- **Aim of the task**:
Number of lines with "When" in the data: give that figure by itself.

Referring expression data
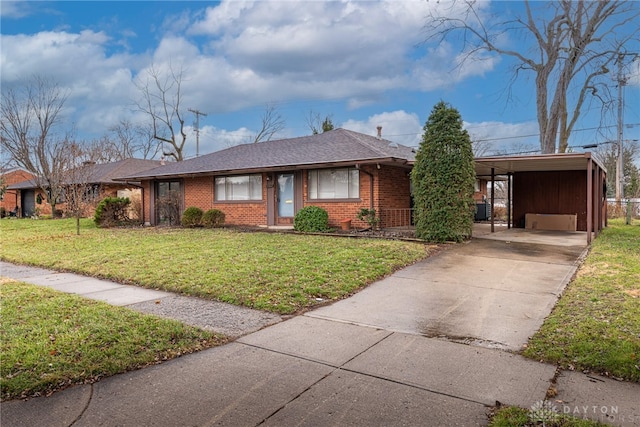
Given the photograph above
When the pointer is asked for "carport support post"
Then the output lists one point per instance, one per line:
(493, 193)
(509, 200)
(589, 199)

--

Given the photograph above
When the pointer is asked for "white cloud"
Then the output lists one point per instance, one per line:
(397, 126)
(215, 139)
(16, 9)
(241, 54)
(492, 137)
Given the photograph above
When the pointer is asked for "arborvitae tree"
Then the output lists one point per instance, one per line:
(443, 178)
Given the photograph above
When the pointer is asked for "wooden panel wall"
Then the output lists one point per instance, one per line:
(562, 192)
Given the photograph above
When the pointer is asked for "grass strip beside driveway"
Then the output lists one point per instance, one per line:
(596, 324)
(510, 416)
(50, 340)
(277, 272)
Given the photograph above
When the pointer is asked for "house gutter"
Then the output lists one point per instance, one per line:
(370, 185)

- **Exercise result**:
6